PROMPT 1: According to the notes on testing as a learning tool, what do retrieval and testing interrupt?
PROMPT 2: In the notes on testing as a learning tool, write out the passage from "we now know" to "retrieval practice, e.g." again, switching "retrieval practice" to "recall practice".

Segment Start: DOCUMENT PASSAGE

Testing: Dipstick Versus Learning Tool

testing is a battleground

BUT ..

if we stop thinking of testing as a dipstick to measure learning – if we think of it as practising retrieval of learning from memory rather than “testing”, we open ourselves to another possibility: the use of testing as a tool for learning

!! the power of active retrieval – testing – to strengthen memory & that the more effortful the retrieval, the stronger the benefit

cf flight simulator vs Powerpoint lecture

cf quiz vs rereading

benefits of actually retrieving learning:-

  1. tells you what you know & don’t know – so you know where to focus to address weak areas
  2. recalling what you learned causes brain to reconsolidate the memory – strengthens its connections to what you already know & makes it easier to recall  in future

retrieval – testing – interrupts forgetting

The Takeaway

most of us are going about learning the wrong way

we are giving poor advice to learners

lots of what we think about learning is based on faith/intuition & not research

we work with unproductive learning strategies – even true of researchers who know these do not work!

1 of best habits a learner can develop is regular self-quizzing to recalibrate their understanding of what they know and do not know

we now know simple/practical strategies that anyone, of any age, can use to learn better & remember longer:-

  1. various forms of retrieval practice, e.g.
  2. low-stakes quizzing & self-testing
  3. spacing out practice
  4. interleaving practice of different but related topics/skills
  5. trying to solve a problem before being taught the solution
  6. distilling underlying principles/rules that differentiate types of problems

Chapter 2: To Learn, Retrieve

My research and application notes from the book

A good reminder that I need to reflect more on my working practice. Topical as I read this chapter as there were some project planning basics that I had not done - completely missed parallel project tasks with scarce resource as I was more concerned about the individual plans.

I beat myself up at my inability to memorise things. I am in awe of my kids learning lines to act and sing in school plays/musicals. As a Christian I am encouraged to memorise Bible verses but always give up in abject failure.

Interested to see that Pooja Agarwal was one of the researchers mentioned in the book. https://www.poojaagarwal.com/ 

Pooja runs the web site that I am sourcing the Sketchnotes and questions from. https://www.retrievalpractice.org/make-it-stick.

As I read the chapter, I discovered that Pooja and Patrice Bain https://www.patricebain.com/ have co-authored a book that is due for publication – “Powerful Teaching: Unleash the Science of Learning” https://www.poojaagarwal.com/powerfulteaching

I had a flashback to open book exams which I have done a few of in my time. These were mentioned in passing but not in great detail. I would be interested in what the best practice techniques are for those sorts of tests.

Segment End: DOCUMENT PASSAGE
Segment Start: RECORDS SUPPLIED

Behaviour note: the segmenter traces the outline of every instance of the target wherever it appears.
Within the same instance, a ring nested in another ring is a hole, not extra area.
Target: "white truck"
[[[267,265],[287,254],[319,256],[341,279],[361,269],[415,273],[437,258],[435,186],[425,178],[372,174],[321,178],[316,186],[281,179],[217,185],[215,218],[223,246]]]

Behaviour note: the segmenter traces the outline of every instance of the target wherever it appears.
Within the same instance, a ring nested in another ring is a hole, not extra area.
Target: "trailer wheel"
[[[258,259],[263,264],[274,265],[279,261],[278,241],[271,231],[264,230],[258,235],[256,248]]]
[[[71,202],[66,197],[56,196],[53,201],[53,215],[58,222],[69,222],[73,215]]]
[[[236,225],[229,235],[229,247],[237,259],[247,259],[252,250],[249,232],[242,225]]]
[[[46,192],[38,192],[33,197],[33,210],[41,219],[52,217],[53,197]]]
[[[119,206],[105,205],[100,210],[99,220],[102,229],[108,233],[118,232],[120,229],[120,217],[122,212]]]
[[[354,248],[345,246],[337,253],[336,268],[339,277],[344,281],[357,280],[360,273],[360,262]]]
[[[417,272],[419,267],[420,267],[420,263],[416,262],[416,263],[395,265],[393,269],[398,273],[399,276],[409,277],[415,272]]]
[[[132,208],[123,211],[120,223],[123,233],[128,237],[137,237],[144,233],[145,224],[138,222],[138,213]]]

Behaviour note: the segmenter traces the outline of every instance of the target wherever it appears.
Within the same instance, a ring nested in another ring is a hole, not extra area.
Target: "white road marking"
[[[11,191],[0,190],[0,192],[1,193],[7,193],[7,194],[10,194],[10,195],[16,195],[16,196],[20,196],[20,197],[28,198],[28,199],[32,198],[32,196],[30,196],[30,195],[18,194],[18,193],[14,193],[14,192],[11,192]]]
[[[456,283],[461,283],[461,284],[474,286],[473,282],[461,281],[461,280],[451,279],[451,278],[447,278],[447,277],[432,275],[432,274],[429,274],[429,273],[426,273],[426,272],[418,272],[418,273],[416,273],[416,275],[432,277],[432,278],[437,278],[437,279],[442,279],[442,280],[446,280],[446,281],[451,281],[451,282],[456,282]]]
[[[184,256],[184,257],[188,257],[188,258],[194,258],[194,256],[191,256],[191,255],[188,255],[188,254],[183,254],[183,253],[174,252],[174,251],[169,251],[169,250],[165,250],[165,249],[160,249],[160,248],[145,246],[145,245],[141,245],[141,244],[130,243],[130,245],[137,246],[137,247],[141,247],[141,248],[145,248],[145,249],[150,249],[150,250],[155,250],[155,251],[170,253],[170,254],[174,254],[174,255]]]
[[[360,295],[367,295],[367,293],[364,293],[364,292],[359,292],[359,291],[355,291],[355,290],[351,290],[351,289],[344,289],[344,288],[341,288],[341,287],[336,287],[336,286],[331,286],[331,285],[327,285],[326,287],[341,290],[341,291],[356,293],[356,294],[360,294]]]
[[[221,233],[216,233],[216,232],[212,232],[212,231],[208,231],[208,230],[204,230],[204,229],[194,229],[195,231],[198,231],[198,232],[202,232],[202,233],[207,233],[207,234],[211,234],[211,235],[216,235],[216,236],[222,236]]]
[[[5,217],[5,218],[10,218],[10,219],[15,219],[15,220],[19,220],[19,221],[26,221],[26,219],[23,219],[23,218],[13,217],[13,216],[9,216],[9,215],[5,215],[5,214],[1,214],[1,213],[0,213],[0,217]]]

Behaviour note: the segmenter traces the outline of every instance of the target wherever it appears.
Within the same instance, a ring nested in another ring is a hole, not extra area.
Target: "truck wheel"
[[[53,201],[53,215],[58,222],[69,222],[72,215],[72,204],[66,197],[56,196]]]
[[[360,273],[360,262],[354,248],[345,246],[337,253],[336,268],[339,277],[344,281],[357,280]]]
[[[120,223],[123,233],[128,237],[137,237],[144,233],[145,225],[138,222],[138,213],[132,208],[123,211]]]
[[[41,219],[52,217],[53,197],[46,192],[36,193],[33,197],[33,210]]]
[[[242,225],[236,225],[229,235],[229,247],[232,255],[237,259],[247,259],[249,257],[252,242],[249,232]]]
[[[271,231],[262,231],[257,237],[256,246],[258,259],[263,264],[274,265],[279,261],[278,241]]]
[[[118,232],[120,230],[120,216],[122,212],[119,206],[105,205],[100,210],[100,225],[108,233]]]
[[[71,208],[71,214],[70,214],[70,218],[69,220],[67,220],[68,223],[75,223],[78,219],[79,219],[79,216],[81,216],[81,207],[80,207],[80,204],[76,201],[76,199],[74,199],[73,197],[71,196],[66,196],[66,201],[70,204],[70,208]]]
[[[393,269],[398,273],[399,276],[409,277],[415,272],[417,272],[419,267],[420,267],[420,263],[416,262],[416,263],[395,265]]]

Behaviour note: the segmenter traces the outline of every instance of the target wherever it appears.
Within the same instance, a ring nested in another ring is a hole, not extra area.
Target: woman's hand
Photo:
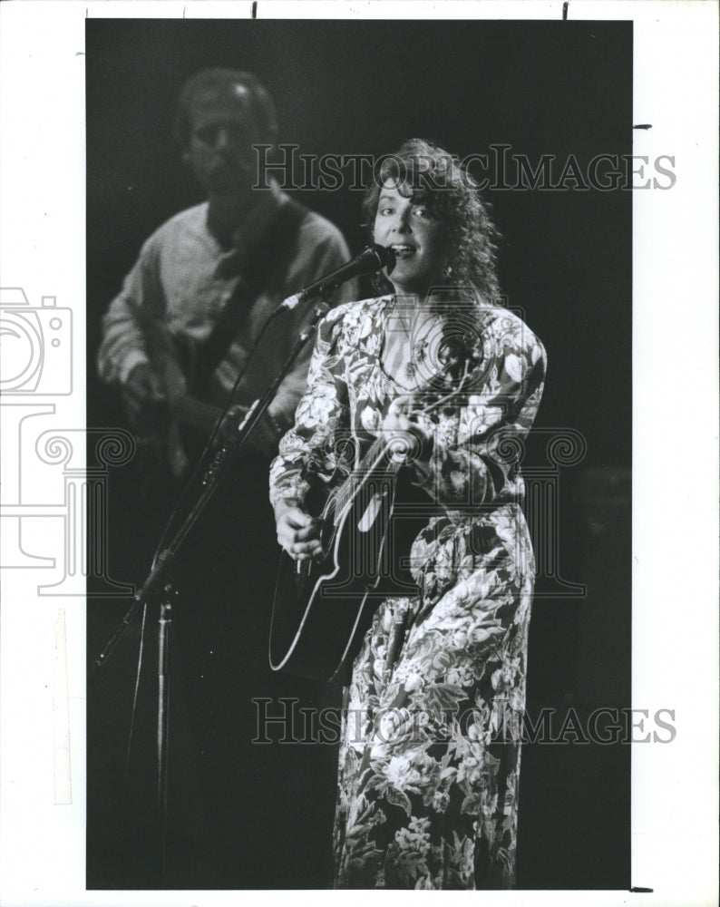
[[[395,438],[405,440],[409,463],[427,463],[434,446],[433,425],[414,407],[412,396],[394,400],[383,422],[383,433],[391,444]]]
[[[296,561],[306,561],[322,553],[320,521],[314,520],[295,501],[277,502],[275,507],[277,541]]]

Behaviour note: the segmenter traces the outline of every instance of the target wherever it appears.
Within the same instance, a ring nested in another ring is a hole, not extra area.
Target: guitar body
[[[349,501],[328,501],[321,558],[296,561],[282,552],[270,632],[273,670],[345,682],[380,602],[417,594],[406,561],[427,512],[398,501],[398,484],[404,488],[405,481],[396,471],[371,471]]]

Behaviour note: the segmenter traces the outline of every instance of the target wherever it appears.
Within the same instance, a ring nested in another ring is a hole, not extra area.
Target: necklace
[[[397,301],[395,301],[395,306],[397,306]],[[413,313],[416,315],[414,309]],[[404,375],[406,378],[413,380],[417,375],[418,367],[425,362],[427,358],[427,348],[429,346],[429,340],[427,335],[432,331],[432,324],[429,322],[423,322],[419,327],[417,325],[417,320],[415,319],[412,323],[412,327],[408,327],[408,323],[402,312],[399,310],[396,312],[397,319],[400,322],[400,327],[403,329],[407,339],[407,346],[410,349],[410,358],[404,366]],[[423,335],[418,336],[421,328],[423,331]]]

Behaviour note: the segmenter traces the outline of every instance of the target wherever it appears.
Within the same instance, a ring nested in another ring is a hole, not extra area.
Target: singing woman
[[[427,502],[416,593],[381,601],[344,691],[335,886],[508,888],[534,583],[519,463],[545,352],[500,304],[498,234],[470,175],[417,139],[378,173],[364,212],[394,254],[387,292],[321,323],[270,480],[297,560],[320,553],[306,502],[346,471],[338,438],[404,442]]]

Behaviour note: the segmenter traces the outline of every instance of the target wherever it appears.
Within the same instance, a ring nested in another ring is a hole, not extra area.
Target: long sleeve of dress
[[[307,387],[297,405],[295,426],[281,439],[270,468],[270,500],[305,500],[314,480],[328,481],[338,465],[338,434],[348,424],[347,385],[340,343],[347,306],[320,322],[310,359]]]

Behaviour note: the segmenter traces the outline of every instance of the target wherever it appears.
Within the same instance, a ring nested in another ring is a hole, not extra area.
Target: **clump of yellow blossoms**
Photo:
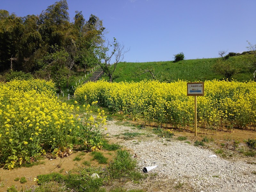
[[[0,84],[0,167],[11,169],[45,151],[71,147],[77,129],[74,106],[53,96],[52,82],[13,80]]]

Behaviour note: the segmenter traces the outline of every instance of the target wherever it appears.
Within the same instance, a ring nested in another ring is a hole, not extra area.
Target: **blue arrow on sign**
[[[189,92],[191,93],[192,92],[201,92],[201,90],[190,90]]]

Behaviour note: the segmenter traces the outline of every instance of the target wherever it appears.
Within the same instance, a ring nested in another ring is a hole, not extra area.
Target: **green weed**
[[[188,137],[186,136],[180,136],[178,137],[177,139],[180,141],[184,141],[188,139]]]
[[[90,166],[91,165],[91,163],[88,161],[84,161],[82,164],[84,165],[85,165],[86,166]]]
[[[138,133],[136,132],[126,132],[122,133],[123,135],[125,137],[125,139],[130,139],[132,137],[137,137],[138,135],[145,135],[145,133]]]
[[[92,155],[93,156],[93,160],[96,160],[100,164],[107,164],[108,163],[108,158],[104,157],[103,154],[99,151],[93,151]]]
[[[103,149],[108,151],[115,151],[118,149],[120,148],[121,146],[118,144],[116,143],[109,144],[108,141],[104,140],[102,141]]]
[[[254,157],[256,155],[256,151],[254,151],[250,150],[244,152],[244,154],[247,156]]]
[[[204,146],[205,145],[204,145],[204,143],[203,141],[199,141],[198,140],[196,140],[195,142],[195,143],[194,144],[194,145],[195,146]]]
[[[25,177],[22,177],[20,178],[20,182],[22,184],[27,182],[27,180]]]
[[[75,157],[75,158],[73,159],[73,161],[79,161],[82,159],[82,158],[81,157],[80,157],[79,156],[76,156],[76,157]]]
[[[207,138],[206,136],[204,137],[204,138],[203,138],[202,140],[202,141],[204,141],[204,142],[206,142],[206,143],[208,143],[209,142],[209,138]]]
[[[7,189],[7,192],[18,192],[14,185],[12,185],[10,188]]]
[[[184,185],[184,184],[185,183],[184,183],[179,182],[174,186],[174,188],[176,189],[181,189],[182,188],[182,186]]]
[[[17,177],[14,179],[14,180],[15,181],[18,181],[18,180],[20,180],[20,178],[19,177]]]
[[[222,154],[224,152],[224,151],[222,149],[216,149],[214,151],[215,153],[217,154]]]

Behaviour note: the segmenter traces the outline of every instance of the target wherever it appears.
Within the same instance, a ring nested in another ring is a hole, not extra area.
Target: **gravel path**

Segment End: RECORDS SUPPLIED

ANSWER 1: Forgetting.

ANSWER 2:
we now know simple/practical strategies that anyone, of any age, can use to learn better & remember longer:-

  1. various forms of recall practice, e.g.